Aim - Express each line of the listing below as a JSON list of strings, one string per line, omitting any blank lines.

[start]

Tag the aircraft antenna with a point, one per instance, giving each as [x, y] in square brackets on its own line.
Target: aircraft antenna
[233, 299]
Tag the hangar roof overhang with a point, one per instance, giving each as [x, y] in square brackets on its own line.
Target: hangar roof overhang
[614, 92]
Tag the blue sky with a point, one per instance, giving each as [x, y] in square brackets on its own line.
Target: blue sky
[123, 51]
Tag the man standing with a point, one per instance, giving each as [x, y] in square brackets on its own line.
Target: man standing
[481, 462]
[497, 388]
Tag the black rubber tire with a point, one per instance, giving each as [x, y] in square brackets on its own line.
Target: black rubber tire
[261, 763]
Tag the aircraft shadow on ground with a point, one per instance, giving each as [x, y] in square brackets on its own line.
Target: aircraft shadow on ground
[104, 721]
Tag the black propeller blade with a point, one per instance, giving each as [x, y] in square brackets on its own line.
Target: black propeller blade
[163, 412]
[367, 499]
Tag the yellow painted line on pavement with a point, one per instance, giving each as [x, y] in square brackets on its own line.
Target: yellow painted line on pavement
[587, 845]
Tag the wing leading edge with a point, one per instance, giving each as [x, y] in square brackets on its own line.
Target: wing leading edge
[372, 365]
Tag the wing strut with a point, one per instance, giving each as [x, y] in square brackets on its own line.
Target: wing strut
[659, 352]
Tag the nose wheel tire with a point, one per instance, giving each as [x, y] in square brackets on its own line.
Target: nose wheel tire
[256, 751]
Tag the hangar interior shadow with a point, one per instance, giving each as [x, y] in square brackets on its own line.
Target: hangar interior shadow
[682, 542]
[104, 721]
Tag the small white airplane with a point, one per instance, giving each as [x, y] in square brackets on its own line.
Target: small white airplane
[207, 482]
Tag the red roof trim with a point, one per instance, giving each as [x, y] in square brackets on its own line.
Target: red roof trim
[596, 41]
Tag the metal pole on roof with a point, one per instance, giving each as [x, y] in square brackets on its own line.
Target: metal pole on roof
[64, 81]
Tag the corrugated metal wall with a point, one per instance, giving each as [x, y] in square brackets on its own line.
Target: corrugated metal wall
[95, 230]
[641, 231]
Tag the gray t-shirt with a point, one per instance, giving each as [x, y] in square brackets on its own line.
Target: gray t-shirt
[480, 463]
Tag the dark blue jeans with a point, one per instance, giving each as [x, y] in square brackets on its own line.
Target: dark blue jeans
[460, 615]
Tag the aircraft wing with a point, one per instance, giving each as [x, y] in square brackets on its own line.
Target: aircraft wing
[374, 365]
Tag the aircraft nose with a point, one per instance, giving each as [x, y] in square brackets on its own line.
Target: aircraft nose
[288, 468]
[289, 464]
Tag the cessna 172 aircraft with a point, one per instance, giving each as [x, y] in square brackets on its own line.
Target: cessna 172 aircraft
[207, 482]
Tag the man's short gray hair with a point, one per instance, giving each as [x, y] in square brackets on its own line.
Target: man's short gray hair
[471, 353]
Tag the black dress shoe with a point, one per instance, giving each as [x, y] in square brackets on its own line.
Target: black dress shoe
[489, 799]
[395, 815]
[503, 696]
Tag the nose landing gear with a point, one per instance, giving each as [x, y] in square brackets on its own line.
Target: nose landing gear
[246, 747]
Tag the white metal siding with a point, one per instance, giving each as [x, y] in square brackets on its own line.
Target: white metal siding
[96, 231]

[end]

Task solution -
[
  "Tag the aircraft antenna with a point, one per instance, giving each as [x, y] in square brackets on its own line.",
  "Target: aircraft antenna",
  "[233, 299]",
  "Tag the hangar roof overhang with a point, one per instance, giving each as [x, y] in square brackets on its own line.",
  "Target: hangar roof overhang",
  "[614, 92]",
  "Tag the blue sky with a point, one per instance, giving each as [x, y] in square brackets on its own line.",
  "Target: blue sky",
  "[123, 51]",
  "Tag the man standing with a point, one per instance, giving each as [x, y] in square brackets on its own line.",
  "Target: man standing",
  "[481, 462]",
  "[497, 388]",
  "Tag the black rubber tire with a point, one per instance, giving each as [x, y] in square brackets on its own line.",
  "Target: black rubber tire",
  "[261, 763]",
  "Tag the aircraft shadow on ground with a point, one per instance, giving each as [x, y] in square brackets on its own line.",
  "Target: aircraft shadow on ground",
  "[104, 721]",
  "Tag the black propeller blade with a point, one per instance, giving each as [x, y] in square brackets on its own line.",
  "Target: black propeller blade",
  "[163, 412]",
  "[367, 499]",
  "Tag the yellow painted line on pavement with a point, one per instance, giving each as [x, y] in square brackets on its own line.",
  "Target: yellow painted line on pavement",
  "[587, 845]",
  "Tag the wing leading edge with a point, one per instance, giving each as [x, y] in square brackets on its own line.",
  "Target: wing leading edge",
  "[372, 365]",
  "Tag the wing strut with a point, one per instance, giving each as [x, y] in square brackets on its own line.",
  "Target: wing strut",
  "[659, 352]",
  "Tag the nose wheel tire with a point, one per instance, giving each as [x, y] in square brackets on its own line.",
  "Target: nose wheel tire",
  "[256, 751]",
  "Tag the hangar interior shadow with a point, one per instance, giving each as [x, y] in square brackets on its own line.",
  "Target: hangar interior shadow",
  "[682, 542]",
  "[104, 721]",
  "Tag the small white airplane with a point, one per instance, giving each as [x, y] in square brackets on its own line.",
  "Target: small white airplane",
  "[207, 482]",
  "Tag the red roof trim with a point, one per instance, giving each as [x, y] in square brackets on its own line.",
  "Target: red roof trim",
  "[596, 41]",
  "Tag the metal pole on roof with a point, one per instance, giving each as [x, y] in square brackets on its own line.",
  "Target: metal pole on roof",
  "[64, 81]",
  "Tag the corrugated metal wall with a point, one per instance, giving each as [x, y] in square brackets on its own line.",
  "Target: corrugated metal wall",
  "[95, 230]",
  "[641, 231]",
  "Tag the gray t-shirt with a point, one per instance, giving each as [x, y] in square brackets on its own line.",
  "Target: gray t-shirt",
  "[480, 463]",
  "Tag the dark blue jeans with a point, one per instance, giving each as [x, y] in square brackets on its own line.",
  "Target: dark blue jeans",
  "[460, 615]",
  "Tag the aircraft wing with a point, one per instance, giving each as [x, y] in square brackets on its own line.",
  "Target: aircraft wing",
  "[374, 365]",
  "Tag the aircraft nose with a point, one per instance, giving each as [x, y] in square brackets on its own line.",
  "Target: aircraft nose",
  "[288, 468]",
  "[289, 464]",
  "Tag the cessna 172 aircraft with a point, one per instance, giving each as [x, y] in square brackets on its own line.",
  "Target: cessna 172 aircraft",
  "[207, 482]",
  "Tag the man's short gray hair with a point, one per instance, giving each as [x, y] in square brackets on its own line.",
  "Target: man's short gray hair",
  "[471, 353]",
  "Tag the black dress shoe with a point, one per instance, giving each as [x, y] in square brackets on its own line.",
  "Target: black dress shoe",
  "[489, 799]",
  "[395, 815]",
  "[503, 696]",
  "Tag the nose landing gear with a point, one per instance, giving each as [x, y] in square brackets on its own line.",
  "Target: nose landing gear",
  "[246, 747]",
  "Tag the white metal siding with a point, one per instance, giving each as [x, y] in square brackets on its own line.",
  "Target: white metal siding",
  "[96, 231]"
]